→ QUESTIONS À TRAITER
1) Dans l'article sur le nouvel album d'Enrico Macias, qu'est-ce qui a retardé la sortie de Les clefs ?
2) Recopiez le passage de l'article sur le nouvel album d'Enrico Macias compris entre "Succédant à Venez" et "redevient artistiquement fréquentable.", bornes incluses, en substituant "multitude" à "ribambelle".
3) Poursuivez l'article sur le nouvel album d'Enrico Macias à partir de l'endroit où il s'arrête.

→ EXTRAIT DU DOCUMENT
══════════
Enrico Macias, éternel nostalgique

Enrico Macias, éternel nostalgique
Enrico Macias © DR

Succédant à Venez tous mes amis, album de duos publié en 2012, le nouvel album d'Enrico Macias, Les clefs, a une tout autre saveur. On y retrouve une ribambelle d'auteurs (Da Silva, Marc Estève, Bruno Maman...) et son fils Jean-Claude Ghrenassia, aux arrangements. A 77 ans, l'interprète de Paris, tu m'as pris dans tes bras redevient artistiquement fréquentable.

Délicat d'écouter un nouvel opus d'Enrico Macias sans une once d'appréhension. Il y a ces repères tenaces qui amarrent au passé : une variété aux orchestrations lourdingues, des bons sentiments convenus, des "laï laï laï" caricaturaux. Sans compter que l'homme a eu don parfois d'agacer en donnant son avis sur commande et, surtout, en clamant haut et fort ses préférences ou revirements politiques. Il faut donc essayer de faire table rase de cela avant de se pencher sur Les clefs, disque initialement annoncé à l'automne dernier, mais repoussé à la suite d'une triple fracture au bras droit.
 
Cet album brise tout de go cette masse de préjugés. Difficile de ne pas reconnaître la valeur intrinsèque de ces chansons dont les nuances et l'élégance rappellent Oranges amères (2003), sa meilleure publication à ce jour.
 
Voici donc un retour en douceur, intimiste, pont entre le passé et le présent, regard vers l'avenir avec une grosse pointe de nostalgie incurable. "J'ai laissé la porte ouverte/Et les clefs dans la maison/Je suis allé dans le jardin/Respirer le jasmin/J'ai pris la route vers le Nord/Je ne savais pas encore...".
══════════
(Entrées de données enregistrées)
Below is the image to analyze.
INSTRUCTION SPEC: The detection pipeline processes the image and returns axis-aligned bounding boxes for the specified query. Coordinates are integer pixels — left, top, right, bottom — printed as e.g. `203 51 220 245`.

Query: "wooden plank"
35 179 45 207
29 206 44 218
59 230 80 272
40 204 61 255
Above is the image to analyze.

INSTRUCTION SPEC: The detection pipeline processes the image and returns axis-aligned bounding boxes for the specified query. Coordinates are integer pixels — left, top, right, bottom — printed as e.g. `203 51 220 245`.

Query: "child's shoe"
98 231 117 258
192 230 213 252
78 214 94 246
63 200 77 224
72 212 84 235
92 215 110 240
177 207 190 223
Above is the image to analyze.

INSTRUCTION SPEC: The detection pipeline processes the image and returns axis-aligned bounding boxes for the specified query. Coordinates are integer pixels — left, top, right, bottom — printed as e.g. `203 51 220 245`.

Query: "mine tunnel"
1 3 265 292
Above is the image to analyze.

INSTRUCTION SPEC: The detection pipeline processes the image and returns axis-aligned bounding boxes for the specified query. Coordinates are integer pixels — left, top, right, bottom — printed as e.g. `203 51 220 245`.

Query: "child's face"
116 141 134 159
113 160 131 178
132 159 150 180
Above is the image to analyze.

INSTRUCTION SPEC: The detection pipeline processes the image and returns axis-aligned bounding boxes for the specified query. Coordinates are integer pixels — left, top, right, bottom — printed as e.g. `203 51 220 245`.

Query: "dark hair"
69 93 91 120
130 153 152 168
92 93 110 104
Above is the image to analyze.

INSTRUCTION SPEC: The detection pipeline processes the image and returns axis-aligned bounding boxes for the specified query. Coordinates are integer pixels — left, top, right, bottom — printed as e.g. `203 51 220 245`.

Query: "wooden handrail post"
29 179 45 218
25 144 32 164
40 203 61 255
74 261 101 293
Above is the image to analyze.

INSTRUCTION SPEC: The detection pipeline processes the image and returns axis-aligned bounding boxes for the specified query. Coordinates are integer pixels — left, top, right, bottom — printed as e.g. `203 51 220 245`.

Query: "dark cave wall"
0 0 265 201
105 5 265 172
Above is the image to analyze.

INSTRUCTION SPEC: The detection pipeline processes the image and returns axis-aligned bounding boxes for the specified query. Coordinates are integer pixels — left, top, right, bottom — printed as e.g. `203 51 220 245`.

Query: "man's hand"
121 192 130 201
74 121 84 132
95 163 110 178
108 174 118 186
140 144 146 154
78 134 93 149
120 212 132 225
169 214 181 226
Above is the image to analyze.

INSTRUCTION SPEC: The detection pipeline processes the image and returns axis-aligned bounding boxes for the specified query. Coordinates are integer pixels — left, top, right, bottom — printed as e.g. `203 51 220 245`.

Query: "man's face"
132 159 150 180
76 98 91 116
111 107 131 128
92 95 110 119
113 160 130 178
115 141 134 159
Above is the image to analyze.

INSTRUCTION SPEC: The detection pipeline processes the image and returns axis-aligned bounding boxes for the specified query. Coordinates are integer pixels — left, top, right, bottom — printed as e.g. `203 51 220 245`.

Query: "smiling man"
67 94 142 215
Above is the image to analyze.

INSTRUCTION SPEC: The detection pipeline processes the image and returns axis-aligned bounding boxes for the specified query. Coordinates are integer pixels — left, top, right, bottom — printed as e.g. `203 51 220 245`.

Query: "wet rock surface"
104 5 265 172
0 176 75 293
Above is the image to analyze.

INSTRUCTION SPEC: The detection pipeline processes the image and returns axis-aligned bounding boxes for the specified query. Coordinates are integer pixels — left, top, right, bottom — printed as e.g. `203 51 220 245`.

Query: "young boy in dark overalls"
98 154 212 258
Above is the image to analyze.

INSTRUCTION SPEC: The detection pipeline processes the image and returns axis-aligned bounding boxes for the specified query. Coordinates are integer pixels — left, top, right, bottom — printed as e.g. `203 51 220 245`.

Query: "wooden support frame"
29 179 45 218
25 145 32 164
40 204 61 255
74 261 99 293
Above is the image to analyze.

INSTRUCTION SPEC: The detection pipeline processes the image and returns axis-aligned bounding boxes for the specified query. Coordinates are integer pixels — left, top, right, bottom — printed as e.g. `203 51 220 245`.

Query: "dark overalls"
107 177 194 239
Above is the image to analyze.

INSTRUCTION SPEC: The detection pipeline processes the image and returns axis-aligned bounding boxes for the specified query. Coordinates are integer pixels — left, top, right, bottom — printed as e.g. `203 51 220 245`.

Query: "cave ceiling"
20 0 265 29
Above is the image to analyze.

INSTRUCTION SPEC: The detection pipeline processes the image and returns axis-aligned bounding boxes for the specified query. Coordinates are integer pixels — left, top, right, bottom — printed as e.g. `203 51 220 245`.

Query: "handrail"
══════════
→ RÉPONSES ATTENDUES
1) Une triple fracture au bras droit.

2)
Succédant à Venez tous mes amis, album de duos publié en 2012, le nouvel album d'Enrico Macias, Les clefs, a une tout autre saveur. On y retrouve une multitude d'auteurs (Da Silva, Marc Estève, Bruno Maman...) et son fils Jean-Claude Ghrenassia, aux arrangements. A 77 ans, l'interprète de Paris, tu m'as pris dans tes bras redevient artistiquement fréquentable.

3)
Dans la bouche du crooner oriental, on retrouve les mots de Da Silva pour évoquer l'exil, cette ombre saisissante, cette douleur à jamais absorbante. Ce lourd bagage référentiel évoqué en filigrane au sein de ce carnet de bord personnel (Mon chemin, Venez), c'est sa manière d'interroger le temps qui passe. Excepté l'emphase d’À la grâce de Dieu, son fils Jean-Claude Ghrenassia déroule des tapis sonores arabo-andalous d'une excellente tenue.
 

Sur un titre tiré d'une phrase d'Albert Camus (La justice et ma mère), Enrico Macias s'inquiète du chaos du monde ("Il vole sur les marchés/Des paroles et des bombes/Les dieux nous ont lâchés/Et creusent nos propres tombes"). Il y aussi cette célébration lumineuse de Paris (Ami), la vie qui ne coule plus de la même façon depuis la disparition de son épouse Suzy en 2008 (Chanson pour ma belle). Et enfin, l'espérance, partout, antidote à tous les pessimismes.